:: À FAIRE ::
• A. Répondez à ces questions sur le texte consacré aux finances romaines :
(i) Qu'achetaient les pasteurs ?
(ii) Combien Paul-Émile avait-il apporté un jour ?
(iii) Par quel moyen l'État croyait-il franchir indemne les crises financières ?
• B. Reproduisez sans aucune modification le passage du texte consacré aux finances romaines, de « Paul-Émile, un jour, victorieux, n’avait-il » à « une désespérante régularité. ».

Rome (de 754 à 63 av. J.-C.)

 

CHAPITRE XXI

 

 

Finances romaines. - Fausse monnaie. - Banquiers. - Manieurs d’argent et usuriers. - Commerce et marine. - Accapareurs. - Industrie. - Agriculture. - Misère générale. - Délateurs. - L’armée. - Recrutement. - Infanterie et cavalerie. - Science militaire. - Subsistances. - Généraux et soldats. - Corruption universelle. - Indifférence. - La Rome nouvelle.

 

Fs revenus de Rome avaient d’abord résulté de l’affermage des « propriétés du peuple romain », d’un impôt foncier, de la perception de droits de douane, des produits ou redevances des mines et salines en exploitation, d’une taxe de capitation. Des fermiers louaient, moyennant la dîme, un champ à l’État ; des pasteurs achetaient un droit de pâture, à tant par tête de bétail. Les contributions des vaincus vinrent accroître le Trésor (201-189), considérablement, et tromper ainsi les calculs des timides, des prévoyants.

Paul-Émile, un jour, victorieux, n’avait-il pas apporté 45 millions ? Ces aubaines invraisemblables, et qui paraissaient devoir se continuer, n’étaient pas faites pour donner à Rome des industriels et des commerçants. Nul ne s’imaginait que ces apports de richesses, brutalement versés, troublaient la valeur véritable des choses, donnaient une apparence trompeuse de prospérité, habituaient les Romains à des dépenses auxquelles ils ne pourraient pas toujours satisfaire. L’État croyait franchir indemne les crises financières en fabriquant de la fausse monnaie.

Les banquiers, trafiquants de monnaie, ou manieurs d’argent, profitaient à la fois des prodigalités temporaires, folles, en accaparant les fortunes, et des réactions, des pénuries fatales, en prêtant à usure l’argent qu’ils avaient accaparé. Les Romains tombaient alternativement dans ce double piège, avec une désespérante régularité.

:: Données d'annotation par coordonnées ::
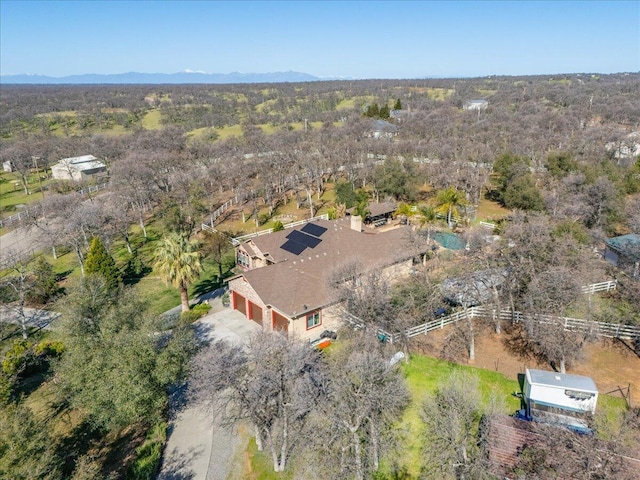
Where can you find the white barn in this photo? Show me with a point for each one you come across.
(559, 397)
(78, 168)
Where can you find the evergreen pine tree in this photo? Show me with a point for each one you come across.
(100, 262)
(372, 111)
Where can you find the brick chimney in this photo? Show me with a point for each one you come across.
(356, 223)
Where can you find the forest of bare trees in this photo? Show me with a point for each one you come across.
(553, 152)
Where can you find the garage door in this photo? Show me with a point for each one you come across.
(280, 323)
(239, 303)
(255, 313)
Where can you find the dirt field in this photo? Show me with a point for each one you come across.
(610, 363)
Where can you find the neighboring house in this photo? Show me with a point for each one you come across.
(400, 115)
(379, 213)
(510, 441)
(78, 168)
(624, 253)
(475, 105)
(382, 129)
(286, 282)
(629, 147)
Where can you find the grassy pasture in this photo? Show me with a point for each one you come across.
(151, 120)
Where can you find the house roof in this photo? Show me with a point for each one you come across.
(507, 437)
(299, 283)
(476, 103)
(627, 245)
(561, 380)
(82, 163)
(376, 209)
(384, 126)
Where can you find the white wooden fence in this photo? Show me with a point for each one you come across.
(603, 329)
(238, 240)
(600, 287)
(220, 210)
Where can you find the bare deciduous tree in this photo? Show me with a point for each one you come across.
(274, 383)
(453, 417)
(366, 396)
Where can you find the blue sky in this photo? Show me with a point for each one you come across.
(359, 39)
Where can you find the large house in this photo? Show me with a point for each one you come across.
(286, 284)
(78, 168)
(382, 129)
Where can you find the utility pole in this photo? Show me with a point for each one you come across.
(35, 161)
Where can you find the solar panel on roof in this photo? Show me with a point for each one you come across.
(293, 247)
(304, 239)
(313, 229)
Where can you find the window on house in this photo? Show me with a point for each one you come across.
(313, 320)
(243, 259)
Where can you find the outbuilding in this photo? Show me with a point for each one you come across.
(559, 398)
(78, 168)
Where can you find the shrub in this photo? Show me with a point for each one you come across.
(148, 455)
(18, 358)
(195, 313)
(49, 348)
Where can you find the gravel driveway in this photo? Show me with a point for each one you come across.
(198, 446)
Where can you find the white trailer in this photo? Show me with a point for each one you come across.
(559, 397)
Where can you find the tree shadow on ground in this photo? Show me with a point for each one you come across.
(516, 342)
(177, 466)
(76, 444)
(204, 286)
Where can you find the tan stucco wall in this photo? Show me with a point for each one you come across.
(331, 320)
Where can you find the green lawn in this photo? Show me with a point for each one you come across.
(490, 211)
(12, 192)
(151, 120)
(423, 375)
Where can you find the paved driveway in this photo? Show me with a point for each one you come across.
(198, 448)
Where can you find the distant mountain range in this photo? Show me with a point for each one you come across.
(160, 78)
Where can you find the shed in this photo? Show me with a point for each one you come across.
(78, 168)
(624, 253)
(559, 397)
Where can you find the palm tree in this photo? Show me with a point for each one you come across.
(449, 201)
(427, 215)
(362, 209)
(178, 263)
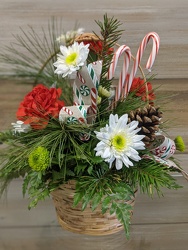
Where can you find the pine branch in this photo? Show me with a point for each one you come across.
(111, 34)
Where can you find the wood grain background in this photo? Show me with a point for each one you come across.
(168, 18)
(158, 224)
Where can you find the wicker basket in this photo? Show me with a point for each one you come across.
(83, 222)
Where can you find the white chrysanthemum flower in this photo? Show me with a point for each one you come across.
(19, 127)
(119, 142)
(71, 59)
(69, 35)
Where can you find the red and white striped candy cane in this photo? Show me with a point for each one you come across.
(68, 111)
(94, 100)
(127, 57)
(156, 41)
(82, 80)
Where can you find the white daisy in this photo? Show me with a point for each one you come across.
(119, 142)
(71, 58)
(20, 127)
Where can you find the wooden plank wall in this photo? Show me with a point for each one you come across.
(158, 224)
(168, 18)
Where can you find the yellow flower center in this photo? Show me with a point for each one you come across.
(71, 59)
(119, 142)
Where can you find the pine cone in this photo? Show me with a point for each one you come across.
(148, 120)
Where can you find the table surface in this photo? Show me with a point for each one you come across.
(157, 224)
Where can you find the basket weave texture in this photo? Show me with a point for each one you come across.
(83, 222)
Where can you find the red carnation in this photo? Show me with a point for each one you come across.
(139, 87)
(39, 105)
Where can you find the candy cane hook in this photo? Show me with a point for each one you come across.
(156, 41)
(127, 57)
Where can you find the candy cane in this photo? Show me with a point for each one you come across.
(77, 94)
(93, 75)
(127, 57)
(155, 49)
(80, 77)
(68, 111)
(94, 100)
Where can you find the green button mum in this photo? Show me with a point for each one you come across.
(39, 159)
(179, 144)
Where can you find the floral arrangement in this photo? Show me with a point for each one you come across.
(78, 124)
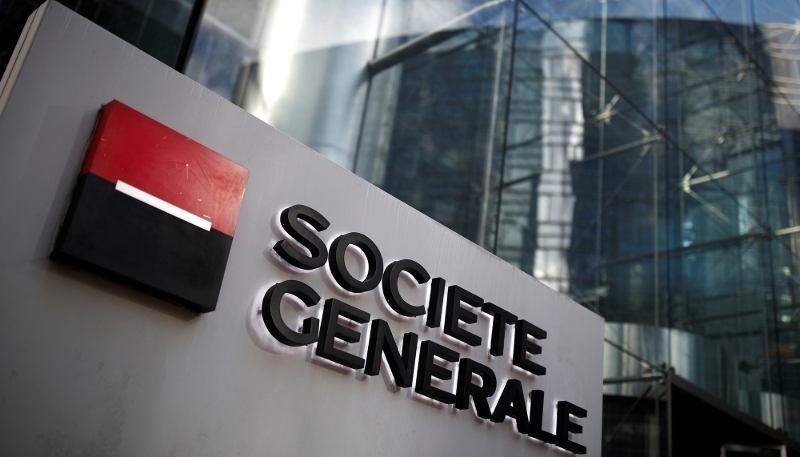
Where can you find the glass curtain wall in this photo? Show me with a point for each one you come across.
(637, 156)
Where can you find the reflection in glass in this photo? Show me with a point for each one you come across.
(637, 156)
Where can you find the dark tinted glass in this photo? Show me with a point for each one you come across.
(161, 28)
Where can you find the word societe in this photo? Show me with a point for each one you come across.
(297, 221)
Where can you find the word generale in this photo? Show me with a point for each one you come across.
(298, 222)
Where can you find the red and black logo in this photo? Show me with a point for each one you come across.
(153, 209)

:: CORRIGÉ DE L'EXERCICE ::
• A.
(i) Un droit de pâture, à tant par tête de bétail.
(ii) 45 millions.
(iii) En fabriquant de la fausse monnaie.

• B.
Paul-Émile, un jour, victorieux, n’avait-il pas apporté 45 millions ? Ces aubaines invraisemblables, et qui paraissaient devoir se continuer, n’étaient pas faites pour donner à Rome des industriels et des commerçants. Nul ne s’imaginait que ces apports de richesses, brutalement versés, troublaient la valeur véritable des choses, donnaient une apparence trompeuse de prospérité, habituaient les Romains à des dépenses auxquelles ils ne pourraient pas toujours satisfaire. L’État croyait franchir indemne les crises financières en fabriquant de la fausse monnaie.

Les banquiers, trafiquants de monnaie, ou manieurs d’argent, profitaient à la fois des prodigalités temporaires, folles, en accaparant les fortunes, et des réactions, des pénuries fatales, en prêtant à usure l’argent qu’ils avaient accaparé. Les Romains tombaient alternativement dans ce double piège, avec une désespérante régularité.